Items from a dataset ▸
□ □ □ □

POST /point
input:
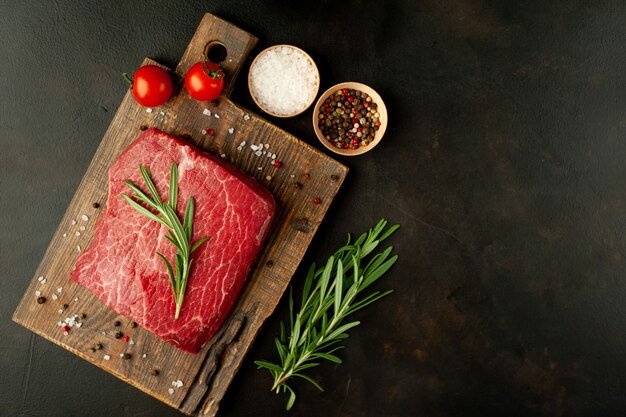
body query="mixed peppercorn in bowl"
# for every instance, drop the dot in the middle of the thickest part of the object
(350, 118)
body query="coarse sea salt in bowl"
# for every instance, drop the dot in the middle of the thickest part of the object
(283, 80)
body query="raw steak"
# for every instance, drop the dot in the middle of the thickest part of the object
(121, 267)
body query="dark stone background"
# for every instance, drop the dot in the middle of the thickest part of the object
(504, 163)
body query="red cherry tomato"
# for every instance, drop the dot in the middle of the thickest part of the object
(152, 86)
(204, 81)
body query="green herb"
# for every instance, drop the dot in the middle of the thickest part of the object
(331, 293)
(179, 234)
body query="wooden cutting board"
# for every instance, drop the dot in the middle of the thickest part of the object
(306, 174)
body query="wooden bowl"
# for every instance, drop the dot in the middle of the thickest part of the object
(381, 109)
(313, 92)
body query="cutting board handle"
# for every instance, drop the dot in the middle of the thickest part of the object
(215, 31)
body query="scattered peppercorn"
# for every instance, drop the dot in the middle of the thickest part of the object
(349, 119)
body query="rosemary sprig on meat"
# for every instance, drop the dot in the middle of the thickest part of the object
(331, 293)
(179, 235)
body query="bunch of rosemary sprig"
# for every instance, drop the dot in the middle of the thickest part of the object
(179, 234)
(331, 293)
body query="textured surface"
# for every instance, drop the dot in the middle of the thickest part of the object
(120, 266)
(504, 162)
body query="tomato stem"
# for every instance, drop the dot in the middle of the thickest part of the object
(128, 80)
(210, 72)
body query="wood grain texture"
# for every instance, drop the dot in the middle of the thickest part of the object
(206, 375)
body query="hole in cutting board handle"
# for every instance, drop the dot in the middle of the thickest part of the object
(215, 52)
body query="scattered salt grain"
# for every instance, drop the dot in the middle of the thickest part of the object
(284, 80)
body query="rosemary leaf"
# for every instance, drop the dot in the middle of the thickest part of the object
(330, 294)
(178, 234)
(173, 195)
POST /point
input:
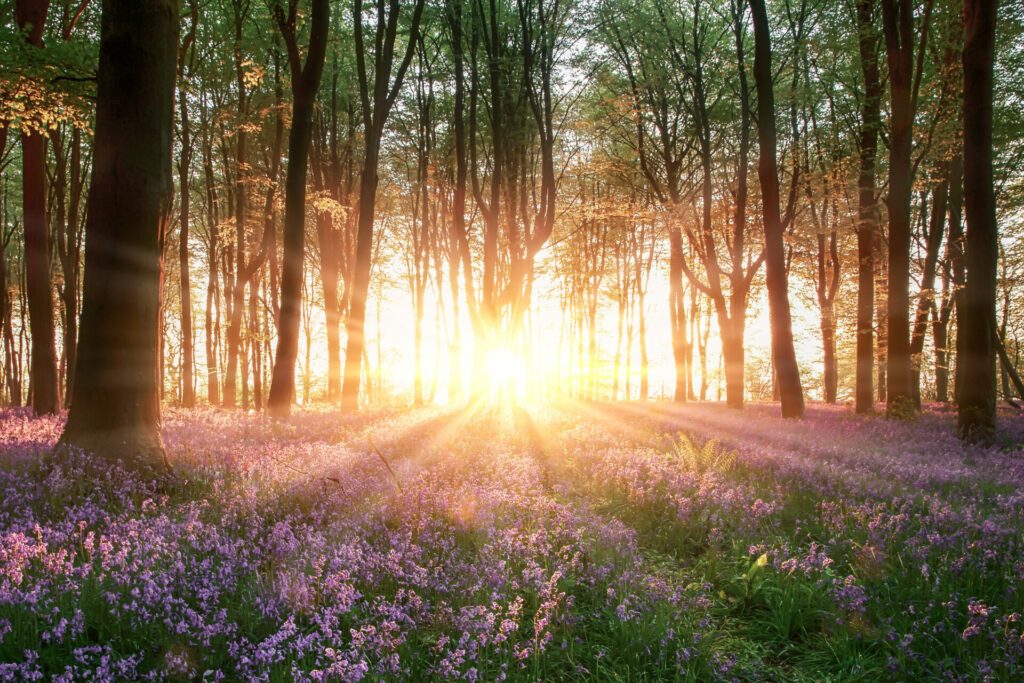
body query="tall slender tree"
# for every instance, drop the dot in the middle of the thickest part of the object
(783, 352)
(31, 17)
(305, 83)
(378, 91)
(976, 415)
(115, 410)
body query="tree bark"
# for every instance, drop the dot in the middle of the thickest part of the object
(31, 15)
(382, 95)
(305, 83)
(976, 414)
(184, 167)
(783, 352)
(898, 29)
(116, 408)
(867, 207)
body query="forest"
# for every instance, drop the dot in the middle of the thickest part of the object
(623, 340)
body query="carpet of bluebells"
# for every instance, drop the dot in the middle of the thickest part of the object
(621, 543)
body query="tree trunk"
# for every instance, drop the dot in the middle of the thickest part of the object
(977, 363)
(677, 311)
(898, 23)
(116, 408)
(783, 351)
(933, 243)
(187, 354)
(305, 83)
(31, 15)
(867, 208)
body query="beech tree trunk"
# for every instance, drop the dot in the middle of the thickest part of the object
(376, 99)
(867, 207)
(115, 412)
(305, 83)
(187, 354)
(976, 360)
(31, 15)
(899, 34)
(783, 352)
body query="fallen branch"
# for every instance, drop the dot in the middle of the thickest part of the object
(397, 483)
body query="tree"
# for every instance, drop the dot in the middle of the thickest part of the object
(783, 352)
(184, 171)
(305, 84)
(376, 97)
(115, 410)
(904, 82)
(31, 16)
(867, 205)
(976, 360)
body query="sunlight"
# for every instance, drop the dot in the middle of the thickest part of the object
(504, 367)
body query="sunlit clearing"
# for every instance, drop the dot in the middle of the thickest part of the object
(505, 368)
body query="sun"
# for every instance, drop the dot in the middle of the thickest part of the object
(504, 366)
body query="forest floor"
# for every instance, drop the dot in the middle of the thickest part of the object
(571, 542)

□ □ □ □

TASK DESCRIPTION ▸
Search the data above for the word "tomato" and show every line that has it.

ANSWER SECTION ▸
body query="red cherry tomato"
body query="tomato stem"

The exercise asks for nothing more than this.